» **Work to be completed**
Every entry needs to appear again exactly as written below.

[Items from a dataset]
########
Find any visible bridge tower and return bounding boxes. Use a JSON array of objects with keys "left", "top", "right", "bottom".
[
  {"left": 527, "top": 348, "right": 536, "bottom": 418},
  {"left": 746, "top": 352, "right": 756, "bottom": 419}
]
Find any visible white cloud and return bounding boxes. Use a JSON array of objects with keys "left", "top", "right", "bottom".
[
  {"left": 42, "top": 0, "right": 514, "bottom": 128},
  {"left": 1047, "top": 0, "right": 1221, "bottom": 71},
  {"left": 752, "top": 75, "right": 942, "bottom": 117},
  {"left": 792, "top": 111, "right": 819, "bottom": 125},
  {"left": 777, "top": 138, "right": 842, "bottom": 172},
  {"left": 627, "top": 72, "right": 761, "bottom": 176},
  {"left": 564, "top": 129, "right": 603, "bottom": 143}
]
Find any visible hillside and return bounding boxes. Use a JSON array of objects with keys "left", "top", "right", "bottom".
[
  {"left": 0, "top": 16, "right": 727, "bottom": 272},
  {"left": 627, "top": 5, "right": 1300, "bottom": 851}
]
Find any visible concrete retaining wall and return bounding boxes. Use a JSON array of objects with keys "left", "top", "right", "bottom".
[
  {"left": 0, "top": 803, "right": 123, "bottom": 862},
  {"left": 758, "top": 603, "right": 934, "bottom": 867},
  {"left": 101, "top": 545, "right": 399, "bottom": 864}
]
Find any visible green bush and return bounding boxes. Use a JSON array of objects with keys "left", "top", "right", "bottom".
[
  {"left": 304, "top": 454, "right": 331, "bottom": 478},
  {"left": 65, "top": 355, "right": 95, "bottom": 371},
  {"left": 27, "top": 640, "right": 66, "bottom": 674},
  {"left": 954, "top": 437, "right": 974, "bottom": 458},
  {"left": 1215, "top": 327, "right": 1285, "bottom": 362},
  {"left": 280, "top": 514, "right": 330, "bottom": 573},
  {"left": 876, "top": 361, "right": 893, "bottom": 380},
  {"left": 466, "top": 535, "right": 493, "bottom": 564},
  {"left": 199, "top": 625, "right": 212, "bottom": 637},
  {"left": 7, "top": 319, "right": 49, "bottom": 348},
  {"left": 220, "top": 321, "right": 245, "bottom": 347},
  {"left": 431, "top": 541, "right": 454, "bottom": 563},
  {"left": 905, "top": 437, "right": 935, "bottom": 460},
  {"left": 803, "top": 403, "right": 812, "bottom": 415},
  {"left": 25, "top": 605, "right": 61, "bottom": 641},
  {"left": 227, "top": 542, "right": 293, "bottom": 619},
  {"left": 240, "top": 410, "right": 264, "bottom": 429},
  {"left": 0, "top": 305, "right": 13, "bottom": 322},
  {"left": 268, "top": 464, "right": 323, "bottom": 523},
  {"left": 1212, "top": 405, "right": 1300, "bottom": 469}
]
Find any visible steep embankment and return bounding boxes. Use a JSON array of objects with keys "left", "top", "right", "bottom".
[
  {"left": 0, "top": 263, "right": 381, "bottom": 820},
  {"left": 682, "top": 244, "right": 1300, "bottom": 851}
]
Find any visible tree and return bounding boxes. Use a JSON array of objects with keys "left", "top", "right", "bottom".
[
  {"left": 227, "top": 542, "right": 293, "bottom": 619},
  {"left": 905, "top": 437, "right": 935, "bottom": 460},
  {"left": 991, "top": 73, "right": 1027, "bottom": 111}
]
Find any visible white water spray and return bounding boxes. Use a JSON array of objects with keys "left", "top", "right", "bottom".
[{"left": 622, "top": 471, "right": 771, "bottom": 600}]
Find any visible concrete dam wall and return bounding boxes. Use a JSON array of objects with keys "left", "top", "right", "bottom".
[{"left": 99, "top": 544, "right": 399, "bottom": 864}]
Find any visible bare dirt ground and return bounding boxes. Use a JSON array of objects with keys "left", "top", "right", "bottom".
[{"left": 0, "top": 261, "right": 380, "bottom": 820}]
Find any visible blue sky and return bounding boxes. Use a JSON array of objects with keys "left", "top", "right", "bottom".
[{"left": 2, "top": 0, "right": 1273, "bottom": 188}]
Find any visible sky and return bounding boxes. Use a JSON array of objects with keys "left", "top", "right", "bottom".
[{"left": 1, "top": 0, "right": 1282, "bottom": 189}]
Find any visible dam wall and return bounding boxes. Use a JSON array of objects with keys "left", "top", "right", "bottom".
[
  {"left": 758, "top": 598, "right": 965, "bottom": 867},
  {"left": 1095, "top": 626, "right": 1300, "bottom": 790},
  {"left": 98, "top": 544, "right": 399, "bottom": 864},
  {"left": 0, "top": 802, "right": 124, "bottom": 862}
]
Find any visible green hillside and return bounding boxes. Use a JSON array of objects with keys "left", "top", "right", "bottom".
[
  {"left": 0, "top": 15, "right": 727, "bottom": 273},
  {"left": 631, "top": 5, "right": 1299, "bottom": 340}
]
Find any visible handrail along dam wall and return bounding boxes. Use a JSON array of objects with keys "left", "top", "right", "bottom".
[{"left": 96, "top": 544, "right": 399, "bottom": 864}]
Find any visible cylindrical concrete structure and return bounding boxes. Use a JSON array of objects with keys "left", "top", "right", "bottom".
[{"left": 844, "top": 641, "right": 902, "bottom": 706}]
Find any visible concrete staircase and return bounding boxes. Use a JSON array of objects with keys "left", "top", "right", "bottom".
########
» **Written answer**
Find any visible bridge tower and return bounding boxes. Use a JSON array of objects with keys "left", "top", "right", "bottom".
[
  {"left": 527, "top": 348, "right": 536, "bottom": 418},
  {"left": 746, "top": 352, "right": 756, "bottom": 419}
]
Find any visible white cloud and return bounding boxes. Use a JSON array of objects with keys "left", "top", "right", "bottom".
[
  {"left": 42, "top": 0, "right": 514, "bottom": 128},
  {"left": 1047, "top": 0, "right": 1221, "bottom": 71},
  {"left": 752, "top": 75, "right": 942, "bottom": 117},
  {"left": 792, "top": 111, "right": 819, "bottom": 125},
  {"left": 777, "top": 138, "right": 842, "bottom": 172},
  {"left": 627, "top": 72, "right": 761, "bottom": 176},
  {"left": 564, "top": 129, "right": 603, "bottom": 143}
]
Find any visible hillside and return bounding boxes. Use a JSON array of objects with keys "left", "top", "right", "bottom".
[
  {"left": 0, "top": 16, "right": 727, "bottom": 272},
  {"left": 627, "top": 5, "right": 1300, "bottom": 851}
]
Find any visible concrete retaining wall and return bounding boxes. Use a JSON array of objects with keys "left", "top", "right", "bottom".
[
  {"left": 0, "top": 803, "right": 123, "bottom": 862},
  {"left": 758, "top": 603, "right": 934, "bottom": 867},
  {"left": 101, "top": 545, "right": 399, "bottom": 864}
]
Find any visible green bush and return bounding boxes. Use a JSON array of objects with keys "left", "top", "right", "bottom".
[
  {"left": 304, "top": 454, "right": 331, "bottom": 478},
  {"left": 65, "top": 355, "right": 95, "bottom": 371},
  {"left": 27, "top": 640, "right": 66, "bottom": 674},
  {"left": 954, "top": 437, "right": 974, "bottom": 458},
  {"left": 1215, "top": 327, "right": 1285, "bottom": 362},
  {"left": 280, "top": 514, "right": 330, "bottom": 573},
  {"left": 876, "top": 361, "right": 893, "bottom": 380},
  {"left": 466, "top": 535, "right": 493, "bottom": 564},
  {"left": 199, "top": 625, "right": 212, "bottom": 637},
  {"left": 7, "top": 319, "right": 49, "bottom": 348},
  {"left": 220, "top": 321, "right": 245, "bottom": 347},
  {"left": 431, "top": 541, "right": 454, "bottom": 563},
  {"left": 905, "top": 437, "right": 935, "bottom": 460},
  {"left": 803, "top": 403, "right": 812, "bottom": 415},
  {"left": 25, "top": 605, "right": 61, "bottom": 641},
  {"left": 227, "top": 542, "right": 293, "bottom": 619},
  {"left": 240, "top": 410, "right": 264, "bottom": 429},
  {"left": 0, "top": 305, "right": 13, "bottom": 322},
  {"left": 268, "top": 464, "right": 323, "bottom": 523},
  {"left": 1212, "top": 405, "right": 1300, "bottom": 469}
]
Find any visible steep embankment and return bounding boxes. Use a JSON array of objects with keys "left", "top", "right", "bottom".
[
  {"left": 0, "top": 263, "right": 381, "bottom": 820},
  {"left": 682, "top": 244, "right": 1300, "bottom": 851}
]
Find any visible tree and return bounding boxes. Use a JSON array of objects with keys "left", "top", "right", "bottom".
[
  {"left": 227, "top": 542, "right": 293, "bottom": 619},
  {"left": 905, "top": 437, "right": 935, "bottom": 460},
  {"left": 991, "top": 73, "right": 1027, "bottom": 111}
]
Find any visible white water spray and return bounding boxes. Use a JSON array of objects with keys "left", "top", "right", "bottom".
[{"left": 622, "top": 471, "right": 771, "bottom": 600}]
Find any visible concrete dam wall and return bounding boxes. Use a JSON array of objects with keys "left", "top", "right", "bottom".
[{"left": 99, "top": 544, "right": 399, "bottom": 864}]
Find any visible bare dirt ground and return bounding boxes. Use a JSON array of objects with keys "left", "top", "right", "bottom".
[{"left": 0, "top": 261, "right": 380, "bottom": 820}]
Find any visible blue sky and return bounding boxes. Use a JSON array of objects with keys "left", "top", "right", "bottom".
[{"left": 2, "top": 0, "right": 1273, "bottom": 188}]
Find any visible sky and return bounding boxes. Use a JSON array of objects with keys "left", "top", "right", "bottom".
[{"left": 1, "top": 0, "right": 1282, "bottom": 189}]
Find any visible dam wall and return bounding boxes. Use a JSON array of objects with keys "left", "top", "right", "bottom".
[
  {"left": 758, "top": 598, "right": 965, "bottom": 867},
  {"left": 1095, "top": 626, "right": 1300, "bottom": 790},
  {"left": 98, "top": 544, "right": 399, "bottom": 864},
  {"left": 0, "top": 802, "right": 124, "bottom": 862}
]
Find any visible green hillside and return bounding boxes. Use a JSON array of objects with keys "left", "top", "right", "bottom".
[
  {"left": 0, "top": 15, "right": 727, "bottom": 273},
  {"left": 631, "top": 5, "right": 1299, "bottom": 340}
]
Find any visible handrail along dam wall and return bounding boxes. Use a JSON array of objects with keys "left", "top", "right", "bottom".
[{"left": 96, "top": 544, "right": 399, "bottom": 864}]
Find any visible cylindrical concrete structure and return bounding boxes. Use a JSON array of objects with keys "left", "top", "right", "bottom".
[{"left": 844, "top": 641, "right": 902, "bottom": 706}]
Find any visible concrete staircase and return bounding boxes. Use a JSON array of objects with keys "left", "top", "right", "bottom".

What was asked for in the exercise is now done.